Look through the entries below for the string "trace", and copy each line where it is found.

Collected data entries:
====

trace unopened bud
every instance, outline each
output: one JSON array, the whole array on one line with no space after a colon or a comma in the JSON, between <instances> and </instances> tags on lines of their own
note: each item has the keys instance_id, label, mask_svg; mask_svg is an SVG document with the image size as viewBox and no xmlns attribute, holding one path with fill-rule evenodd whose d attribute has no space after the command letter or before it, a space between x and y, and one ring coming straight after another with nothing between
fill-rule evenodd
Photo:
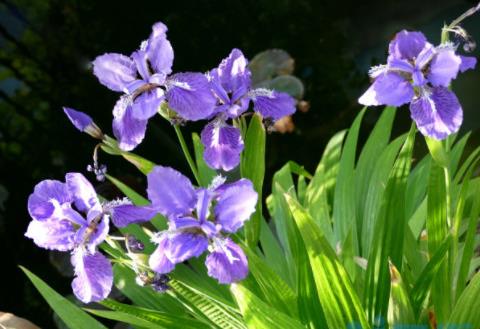
<instances>
[{"instance_id":1,"label":"unopened bud","mask_svg":"<svg viewBox=\"0 0 480 329\"><path fill-rule=\"evenodd\" d=\"M81 132L89 134L93 138L103 139L102 130L95 124L95 122L93 122L92 118L88 114L68 107L64 107L63 111L75 128Z\"/></svg>"}]
</instances>

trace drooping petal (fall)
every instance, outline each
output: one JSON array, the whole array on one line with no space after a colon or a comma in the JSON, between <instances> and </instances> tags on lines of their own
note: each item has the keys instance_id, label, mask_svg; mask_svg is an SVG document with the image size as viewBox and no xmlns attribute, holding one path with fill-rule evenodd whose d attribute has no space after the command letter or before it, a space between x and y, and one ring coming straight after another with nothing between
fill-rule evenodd
<instances>
[{"instance_id":1,"label":"drooping petal (fall)","mask_svg":"<svg viewBox=\"0 0 480 329\"><path fill-rule=\"evenodd\" d=\"M214 251L205 260L208 275L221 284L243 280L248 275L248 260L236 243L230 239L218 241Z\"/></svg>"},{"instance_id":2,"label":"drooping petal (fall)","mask_svg":"<svg viewBox=\"0 0 480 329\"><path fill-rule=\"evenodd\" d=\"M152 219L157 211L150 206L124 204L112 207L110 215L116 227L125 227L133 223L143 223Z\"/></svg>"},{"instance_id":3,"label":"drooping petal (fall)","mask_svg":"<svg viewBox=\"0 0 480 329\"><path fill-rule=\"evenodd\" d=\"M168 235L165 255L174 263L181 263L192 257L199 257L208 247L208 239L201 232L181 230Z\"/></svg>"},{"instance_id":4,"label":"drooping petal (fall)","mask_svg":"<svg viewBox=\"0 0 480 329\"><path fill-rule=\"evenodd\" d=\"M202 73L177 73L167 80L169 106L182 118L196 121L210 117L216 99Z\"/></svg>"},{"instance_id":5,"label":"drooping petal (fall)","mask_svg":"<svg viewBox=\"0 0 480 329\"><path fill-rule=\"evenodd\" d=\"M248 179L224 184L217 193L214 209L216 223L222 226L222 231L235 233L255 212L258 194Z\"/></svg>"},{"instance_id":6,"label":"drooping petal (fall)","mask_svg":"<svg viewBox=\"0 0 480 329\"><path fill-rule=\"evenodd\" d=\"M138 120L133 117L133 109L127 97L121 97L113 109L113 134L118 140L118 146L124 151L131 151L145 137L148 120Z\"/></svg>"},{"instance_id":7,"label":"drooping petal (fall)","mask_svg":"<svg viewBox=\"0 0 480 329\"><path fill-rule=\"evenodd\" d=\"M456 133L463 121L457 96L445 87L433 88L430 94L415 99L410 114L423 135L437 140Z\"/></svg>"},{"instance_id":8,"label":"drooping petal (fall)","mask_svg":"<svg viewBox=\"0 0 480 329\"><path fill-rule=\"evenodd\" d=\"M75 268L72 289L79 300L90 303L108 297L113 284L112 265L108 258L98 251L90 254L84 249L77 249L71 262Z\"/></svg>"},{"instance_id":9,"label":"drooping petal (fall)","mask_svg":"<svg viewBox=\"0 0 480 329\"><path fill-rule=\"evenodd\" d=\"M67 251L75 246L75 227L66 219L34 219L28 225L25 236L45 249Z\"/></svg>"},{"instance_id":10,"label":"drooping petal (fall)","mask_svg":"<svg viewBox=\"0 0 480 329\"><path fill-rule=\"evenodd\" d=\"M410 102L413 96L413 87L407 79L397 73L388 72L379 75L358 102L366 106L401 106Z\"/></svg>"},{"instance_id":11,"label":"drooping petal (fall)","mask_svg":"<svg viewBox=\"0 0 480 329\"><path fill-rule=\"evenodd\" d=\"M268 89L256 89L253 94L253 110L264 118L278 120L295 113L295 100L287 93Z\"/></svg>"},{"instance_id":12,"label":"drooping petal (fall)","mask_svg":"<svg viewBox=\"0 0 480 329\"><path fill-rule=\"evenodd\" d=\"M157 243L157 249L155 249L148 259L148 265L157 273L169 273L175 268L175 264L165 255L165 250L168 245L167 236L163 235Z\"/></svg>"},{"instance_id":13,"label":"drooping petal (fall)","mask_svg":"<svg viewBox=\"0 0 480 329\"><path fill-rule=\"evenodd\" d=\"M243 140L240 130L221 120L207 124L201 133L205 162L212 168L232 170L240 163Z\"/></svg>"}]
</instances>

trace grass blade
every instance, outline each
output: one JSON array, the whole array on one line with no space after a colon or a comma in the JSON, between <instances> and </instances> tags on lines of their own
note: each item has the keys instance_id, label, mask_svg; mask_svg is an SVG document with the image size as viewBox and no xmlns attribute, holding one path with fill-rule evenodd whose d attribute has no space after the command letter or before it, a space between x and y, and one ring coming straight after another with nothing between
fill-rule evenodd
<instances>
[{"instance_id":1,"label":"grass blade","mask_svg":"<svg viewBox=\"0 0 480 329\"><path fill-rule=\"evenodd\" d=\"M20 269L30 279L35 288L37 288L38 292L47 301L48 305L50 305L69 328L107 329L107 327L85 313L81 308L50 288L42 279L27 270L25 267L20 266Z\"/></svg>"}]
</instances>

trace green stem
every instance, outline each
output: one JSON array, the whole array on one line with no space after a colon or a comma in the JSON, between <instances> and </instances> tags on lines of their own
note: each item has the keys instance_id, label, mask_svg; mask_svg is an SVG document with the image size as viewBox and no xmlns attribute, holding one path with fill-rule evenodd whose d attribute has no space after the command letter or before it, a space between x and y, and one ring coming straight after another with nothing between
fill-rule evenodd
<instances>
[{"instance_id":1,"label":"green stem","mask_svg":"<svg viewBox=\"0 0 480 329\"><path fill-rule=\"evenodd\" d=\"M198 176L197 167L195 166L195 162L193 161L192 156L190 155L190 151L188 151L187 143L185 142L185 138L183 138L182 131L178 125L173 125L175 132L177 133L178 141L180 142L180 146L182 147L183 154L187 159L188 165L192 170L193 176L197 180L197 184L200 185L200 176Z\"/></svg>"}]
</instances>

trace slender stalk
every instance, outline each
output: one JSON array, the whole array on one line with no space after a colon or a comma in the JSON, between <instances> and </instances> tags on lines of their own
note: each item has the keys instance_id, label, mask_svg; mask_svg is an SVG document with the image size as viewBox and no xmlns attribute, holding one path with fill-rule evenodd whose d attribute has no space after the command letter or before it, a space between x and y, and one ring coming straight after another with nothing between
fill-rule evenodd
<instances>
[{"instance_id":1,"label":"slender stalk","mask_svg":"<svg viewBox=\"0 0 480 329\"><path fill-rule=\"evenodd\" d=\"M195 179L197 180L197 184L200 185L200 176L198 176L198 171L197 171L197 167L195 166L195 161L193 161L193 158L190 155L190 151L188 150L188 146L187 146L187 143L185 142L185 138L183 138L182 131L180 130L180 127L178 125L173 125L173 128L177 133L178 141L180 142L180 146L182 147L182 151L183 151L183 154L185 155L185 158L187 159L188 165L192 170L193 176L195 176Z\"/></svg>"}]
</instances>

====

**Worked solution**.
trace unopened bud
trace drooping petal (fall)
trace grass blade
trace green stem
trace slender stalk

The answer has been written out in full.